=== What you have to do ===
Your job with the data below is to output exactly the lines from the one holding "query | spot the ripped" down to the one holding "query | spot the woman's ear", both included, and no others.
#### Supplied data
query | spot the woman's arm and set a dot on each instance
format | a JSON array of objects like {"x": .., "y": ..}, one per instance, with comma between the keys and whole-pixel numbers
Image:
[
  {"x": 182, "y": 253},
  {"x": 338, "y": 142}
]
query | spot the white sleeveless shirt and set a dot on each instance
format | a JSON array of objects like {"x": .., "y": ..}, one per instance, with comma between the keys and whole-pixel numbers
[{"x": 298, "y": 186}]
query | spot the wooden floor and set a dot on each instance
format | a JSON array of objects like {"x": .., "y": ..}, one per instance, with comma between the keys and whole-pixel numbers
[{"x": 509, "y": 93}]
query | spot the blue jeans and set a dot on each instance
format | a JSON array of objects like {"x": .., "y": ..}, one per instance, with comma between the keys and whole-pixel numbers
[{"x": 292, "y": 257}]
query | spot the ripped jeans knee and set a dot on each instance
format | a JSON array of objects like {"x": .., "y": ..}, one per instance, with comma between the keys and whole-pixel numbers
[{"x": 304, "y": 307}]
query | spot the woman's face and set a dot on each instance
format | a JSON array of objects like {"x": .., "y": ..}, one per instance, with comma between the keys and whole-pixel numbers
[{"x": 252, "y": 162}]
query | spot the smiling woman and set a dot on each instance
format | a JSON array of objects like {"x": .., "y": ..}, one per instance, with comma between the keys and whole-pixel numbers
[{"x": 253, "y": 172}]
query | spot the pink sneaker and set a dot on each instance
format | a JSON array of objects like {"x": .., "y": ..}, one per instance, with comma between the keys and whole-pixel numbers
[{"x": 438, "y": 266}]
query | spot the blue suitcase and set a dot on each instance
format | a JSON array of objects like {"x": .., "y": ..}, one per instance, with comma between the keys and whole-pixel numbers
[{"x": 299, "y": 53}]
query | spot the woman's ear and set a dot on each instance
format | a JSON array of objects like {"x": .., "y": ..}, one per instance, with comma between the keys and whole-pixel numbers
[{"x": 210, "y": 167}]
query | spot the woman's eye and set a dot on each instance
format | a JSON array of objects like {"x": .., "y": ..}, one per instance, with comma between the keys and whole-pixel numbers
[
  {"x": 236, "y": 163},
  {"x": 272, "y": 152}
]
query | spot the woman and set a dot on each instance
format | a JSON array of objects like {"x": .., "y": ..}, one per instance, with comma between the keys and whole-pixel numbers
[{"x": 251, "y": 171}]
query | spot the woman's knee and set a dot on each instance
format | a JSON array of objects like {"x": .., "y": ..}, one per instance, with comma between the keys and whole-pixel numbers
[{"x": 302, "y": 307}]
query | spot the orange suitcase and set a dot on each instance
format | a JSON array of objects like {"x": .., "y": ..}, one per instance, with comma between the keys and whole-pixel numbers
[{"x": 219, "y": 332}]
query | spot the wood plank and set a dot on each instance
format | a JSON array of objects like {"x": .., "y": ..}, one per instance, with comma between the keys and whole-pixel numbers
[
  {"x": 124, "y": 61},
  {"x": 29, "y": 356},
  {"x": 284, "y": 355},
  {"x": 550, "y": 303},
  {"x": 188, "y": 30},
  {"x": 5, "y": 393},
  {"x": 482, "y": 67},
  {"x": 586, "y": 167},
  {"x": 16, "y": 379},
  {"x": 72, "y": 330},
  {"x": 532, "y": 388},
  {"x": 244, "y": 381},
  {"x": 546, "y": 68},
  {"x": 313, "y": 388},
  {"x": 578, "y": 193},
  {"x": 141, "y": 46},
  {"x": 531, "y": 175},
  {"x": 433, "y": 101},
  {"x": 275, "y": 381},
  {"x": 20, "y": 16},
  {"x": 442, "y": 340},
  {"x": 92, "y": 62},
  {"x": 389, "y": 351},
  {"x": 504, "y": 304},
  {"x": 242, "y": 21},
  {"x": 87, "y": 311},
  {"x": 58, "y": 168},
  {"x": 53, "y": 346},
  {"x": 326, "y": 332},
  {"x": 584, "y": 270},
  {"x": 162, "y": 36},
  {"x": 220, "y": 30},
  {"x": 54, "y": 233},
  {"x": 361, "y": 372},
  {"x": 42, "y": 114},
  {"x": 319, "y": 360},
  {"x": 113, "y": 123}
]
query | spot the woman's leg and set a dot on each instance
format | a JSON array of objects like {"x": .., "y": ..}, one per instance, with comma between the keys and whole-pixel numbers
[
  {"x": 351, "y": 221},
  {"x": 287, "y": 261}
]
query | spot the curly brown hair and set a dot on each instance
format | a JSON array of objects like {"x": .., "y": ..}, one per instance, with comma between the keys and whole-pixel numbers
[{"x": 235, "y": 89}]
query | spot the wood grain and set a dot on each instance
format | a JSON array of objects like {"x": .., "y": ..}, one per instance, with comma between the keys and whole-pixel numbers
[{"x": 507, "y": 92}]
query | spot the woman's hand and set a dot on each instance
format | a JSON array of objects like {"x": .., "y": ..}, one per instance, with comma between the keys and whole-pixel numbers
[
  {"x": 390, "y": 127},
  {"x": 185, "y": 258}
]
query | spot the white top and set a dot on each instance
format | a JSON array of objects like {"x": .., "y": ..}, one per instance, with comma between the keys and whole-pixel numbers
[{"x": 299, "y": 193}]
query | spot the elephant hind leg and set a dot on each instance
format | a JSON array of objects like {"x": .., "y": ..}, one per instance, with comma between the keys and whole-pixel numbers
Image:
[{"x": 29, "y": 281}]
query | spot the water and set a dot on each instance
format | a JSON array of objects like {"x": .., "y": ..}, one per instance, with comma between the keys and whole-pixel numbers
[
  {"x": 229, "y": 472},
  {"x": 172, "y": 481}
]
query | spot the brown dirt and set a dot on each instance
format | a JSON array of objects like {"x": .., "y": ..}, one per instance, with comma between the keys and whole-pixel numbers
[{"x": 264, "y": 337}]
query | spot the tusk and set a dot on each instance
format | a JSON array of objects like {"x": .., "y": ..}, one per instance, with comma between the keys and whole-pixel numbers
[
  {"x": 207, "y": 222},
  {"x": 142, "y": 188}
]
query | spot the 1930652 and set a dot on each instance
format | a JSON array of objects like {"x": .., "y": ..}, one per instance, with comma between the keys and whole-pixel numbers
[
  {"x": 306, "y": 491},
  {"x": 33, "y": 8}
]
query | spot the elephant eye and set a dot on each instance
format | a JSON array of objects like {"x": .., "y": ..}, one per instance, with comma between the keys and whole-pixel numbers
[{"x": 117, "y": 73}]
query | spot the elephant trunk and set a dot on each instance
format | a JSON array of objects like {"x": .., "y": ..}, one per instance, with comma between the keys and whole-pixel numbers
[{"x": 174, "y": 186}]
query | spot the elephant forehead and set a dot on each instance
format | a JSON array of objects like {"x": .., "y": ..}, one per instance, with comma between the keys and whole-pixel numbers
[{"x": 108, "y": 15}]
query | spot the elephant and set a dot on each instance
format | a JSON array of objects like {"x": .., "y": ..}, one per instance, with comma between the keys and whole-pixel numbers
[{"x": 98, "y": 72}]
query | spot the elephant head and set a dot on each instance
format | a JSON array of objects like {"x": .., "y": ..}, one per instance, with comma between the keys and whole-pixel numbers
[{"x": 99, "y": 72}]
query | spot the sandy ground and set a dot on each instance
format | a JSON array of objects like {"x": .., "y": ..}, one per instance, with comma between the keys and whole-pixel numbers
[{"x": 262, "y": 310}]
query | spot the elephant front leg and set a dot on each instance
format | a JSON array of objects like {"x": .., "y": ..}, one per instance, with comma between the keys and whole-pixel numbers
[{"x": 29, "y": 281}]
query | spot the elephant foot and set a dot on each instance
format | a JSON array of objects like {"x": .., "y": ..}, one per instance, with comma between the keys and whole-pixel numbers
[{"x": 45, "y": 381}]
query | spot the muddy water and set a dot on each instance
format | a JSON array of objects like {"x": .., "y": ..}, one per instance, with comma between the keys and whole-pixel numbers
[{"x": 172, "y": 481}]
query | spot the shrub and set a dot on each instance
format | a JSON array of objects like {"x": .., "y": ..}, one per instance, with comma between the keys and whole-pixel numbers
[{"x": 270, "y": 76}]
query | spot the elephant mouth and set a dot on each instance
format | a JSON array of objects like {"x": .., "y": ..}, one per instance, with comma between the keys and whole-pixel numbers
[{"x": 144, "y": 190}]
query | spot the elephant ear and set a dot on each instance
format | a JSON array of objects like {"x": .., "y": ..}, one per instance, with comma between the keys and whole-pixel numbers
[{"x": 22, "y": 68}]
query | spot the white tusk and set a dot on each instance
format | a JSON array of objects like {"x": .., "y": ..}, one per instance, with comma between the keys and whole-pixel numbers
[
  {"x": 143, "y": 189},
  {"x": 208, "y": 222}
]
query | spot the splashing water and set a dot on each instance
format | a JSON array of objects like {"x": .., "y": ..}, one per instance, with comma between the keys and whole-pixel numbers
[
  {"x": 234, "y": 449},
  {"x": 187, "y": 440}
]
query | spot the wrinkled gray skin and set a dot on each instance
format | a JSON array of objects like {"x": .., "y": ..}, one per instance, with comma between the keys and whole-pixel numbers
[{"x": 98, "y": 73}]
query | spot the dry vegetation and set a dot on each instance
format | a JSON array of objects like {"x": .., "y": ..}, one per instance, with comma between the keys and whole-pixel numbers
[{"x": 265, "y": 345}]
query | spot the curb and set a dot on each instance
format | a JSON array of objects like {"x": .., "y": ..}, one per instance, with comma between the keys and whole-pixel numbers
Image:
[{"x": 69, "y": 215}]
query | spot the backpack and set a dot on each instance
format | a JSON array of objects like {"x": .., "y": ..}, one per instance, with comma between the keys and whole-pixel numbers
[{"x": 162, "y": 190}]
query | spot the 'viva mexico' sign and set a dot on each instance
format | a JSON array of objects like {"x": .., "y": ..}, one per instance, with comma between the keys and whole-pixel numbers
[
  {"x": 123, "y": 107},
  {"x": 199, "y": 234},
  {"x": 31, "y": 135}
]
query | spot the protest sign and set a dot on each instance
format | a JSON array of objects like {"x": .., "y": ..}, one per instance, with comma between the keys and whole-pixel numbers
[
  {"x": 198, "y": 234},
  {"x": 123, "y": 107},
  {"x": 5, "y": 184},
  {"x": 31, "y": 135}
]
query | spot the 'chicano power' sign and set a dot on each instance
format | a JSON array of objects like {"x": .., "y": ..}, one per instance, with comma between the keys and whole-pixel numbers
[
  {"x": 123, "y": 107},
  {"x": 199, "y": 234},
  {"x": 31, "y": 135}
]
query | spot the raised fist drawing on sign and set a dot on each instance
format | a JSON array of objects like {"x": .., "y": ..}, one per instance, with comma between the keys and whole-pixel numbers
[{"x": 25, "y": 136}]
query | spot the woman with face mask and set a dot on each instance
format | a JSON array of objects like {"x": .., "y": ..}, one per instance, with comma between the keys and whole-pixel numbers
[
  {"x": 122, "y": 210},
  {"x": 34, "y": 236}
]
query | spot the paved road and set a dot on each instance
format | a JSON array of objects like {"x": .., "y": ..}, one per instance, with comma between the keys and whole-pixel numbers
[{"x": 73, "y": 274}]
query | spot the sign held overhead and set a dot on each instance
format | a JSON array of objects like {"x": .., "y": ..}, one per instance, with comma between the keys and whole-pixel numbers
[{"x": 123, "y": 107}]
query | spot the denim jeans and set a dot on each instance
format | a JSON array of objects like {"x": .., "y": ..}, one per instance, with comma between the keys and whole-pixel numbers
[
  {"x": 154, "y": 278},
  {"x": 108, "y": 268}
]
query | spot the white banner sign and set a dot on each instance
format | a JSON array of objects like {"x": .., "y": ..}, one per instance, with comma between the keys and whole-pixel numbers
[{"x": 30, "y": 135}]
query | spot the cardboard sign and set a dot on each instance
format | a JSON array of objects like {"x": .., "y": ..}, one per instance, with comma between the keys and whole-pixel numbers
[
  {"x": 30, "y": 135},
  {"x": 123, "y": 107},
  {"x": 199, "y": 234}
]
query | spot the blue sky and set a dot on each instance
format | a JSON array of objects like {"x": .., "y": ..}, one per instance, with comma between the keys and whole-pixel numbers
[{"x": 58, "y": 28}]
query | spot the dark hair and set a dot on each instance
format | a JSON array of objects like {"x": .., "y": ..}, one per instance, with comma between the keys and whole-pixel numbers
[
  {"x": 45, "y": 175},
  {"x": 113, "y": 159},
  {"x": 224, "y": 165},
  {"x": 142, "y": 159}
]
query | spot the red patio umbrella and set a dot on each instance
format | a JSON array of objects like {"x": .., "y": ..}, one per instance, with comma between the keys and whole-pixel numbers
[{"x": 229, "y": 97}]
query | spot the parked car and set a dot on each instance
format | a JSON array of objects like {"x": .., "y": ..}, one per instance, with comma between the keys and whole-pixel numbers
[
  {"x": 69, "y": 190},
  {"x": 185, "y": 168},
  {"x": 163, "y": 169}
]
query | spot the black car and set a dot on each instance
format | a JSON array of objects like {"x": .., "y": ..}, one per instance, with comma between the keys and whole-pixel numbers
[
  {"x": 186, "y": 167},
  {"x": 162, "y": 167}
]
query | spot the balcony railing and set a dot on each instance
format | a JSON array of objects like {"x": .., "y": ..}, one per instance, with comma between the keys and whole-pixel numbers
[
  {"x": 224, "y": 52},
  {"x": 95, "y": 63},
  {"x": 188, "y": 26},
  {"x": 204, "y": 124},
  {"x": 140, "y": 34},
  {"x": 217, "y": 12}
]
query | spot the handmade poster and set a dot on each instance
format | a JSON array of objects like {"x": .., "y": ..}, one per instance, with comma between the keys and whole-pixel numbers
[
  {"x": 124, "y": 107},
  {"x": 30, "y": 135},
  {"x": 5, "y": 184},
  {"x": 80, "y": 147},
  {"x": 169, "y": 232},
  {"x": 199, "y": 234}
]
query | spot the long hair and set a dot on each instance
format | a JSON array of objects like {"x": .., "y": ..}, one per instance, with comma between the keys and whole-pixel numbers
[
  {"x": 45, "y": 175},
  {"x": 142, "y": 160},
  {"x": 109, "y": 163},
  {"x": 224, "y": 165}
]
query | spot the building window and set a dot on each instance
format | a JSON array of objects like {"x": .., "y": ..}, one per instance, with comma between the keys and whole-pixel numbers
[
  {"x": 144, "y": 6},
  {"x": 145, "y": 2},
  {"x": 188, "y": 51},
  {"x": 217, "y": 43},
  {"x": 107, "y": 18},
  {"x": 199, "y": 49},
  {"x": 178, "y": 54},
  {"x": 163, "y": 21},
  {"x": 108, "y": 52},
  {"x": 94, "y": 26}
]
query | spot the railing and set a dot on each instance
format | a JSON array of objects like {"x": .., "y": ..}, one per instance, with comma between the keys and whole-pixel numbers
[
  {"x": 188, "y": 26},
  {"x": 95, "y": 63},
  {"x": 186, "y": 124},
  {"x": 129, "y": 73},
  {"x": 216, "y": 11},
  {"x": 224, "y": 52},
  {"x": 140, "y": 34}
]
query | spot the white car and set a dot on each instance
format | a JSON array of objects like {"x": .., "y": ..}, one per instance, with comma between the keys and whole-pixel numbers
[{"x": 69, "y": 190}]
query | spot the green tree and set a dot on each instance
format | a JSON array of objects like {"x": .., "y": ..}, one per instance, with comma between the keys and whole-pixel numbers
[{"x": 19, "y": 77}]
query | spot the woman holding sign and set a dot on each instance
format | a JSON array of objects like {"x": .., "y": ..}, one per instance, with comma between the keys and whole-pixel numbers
########
=== Exercise answer ===
query | spot the ripped jeans knee and set a dot on each instance
format | a JSON array of objects like {"x": .., "y": ..}, one per instance, with comma between the keys and whole-pixel numbers
[{"x": 304, "y": 307}]
query | spot the woman's face and set a dot on each instance
format | a JSON array of objects like {"x": .., "y": ..}, one per instance, with comma between the keys and whole-pixel numbers
[{"x": 252, "y": 162}]
query | spot the smiling woman and set a dot on each instance
format | a JSON array of objects like {"x": .., "y": ..}, one per instance, with comma between the keys and whole-pixel numbers
[{"x": 253, "y": 172}]
query | spot the pink sneaker and set a dot on each instance
format | a JSON array of objects like {"x": .., "y": ..}, one per instance, with comma between the keys and whole-pixel numbers
[{"x": 438, "y": 266}]
query | spot the blue suitcase and set a dot on each instance
format | a JSON array of objects like {"x": .., "y": ..}, one per instance, with comma between the keys and whole-pixel numbers
[{"x": 299, "y": 53}]
query | spot the woman's ear and set a dot on each instance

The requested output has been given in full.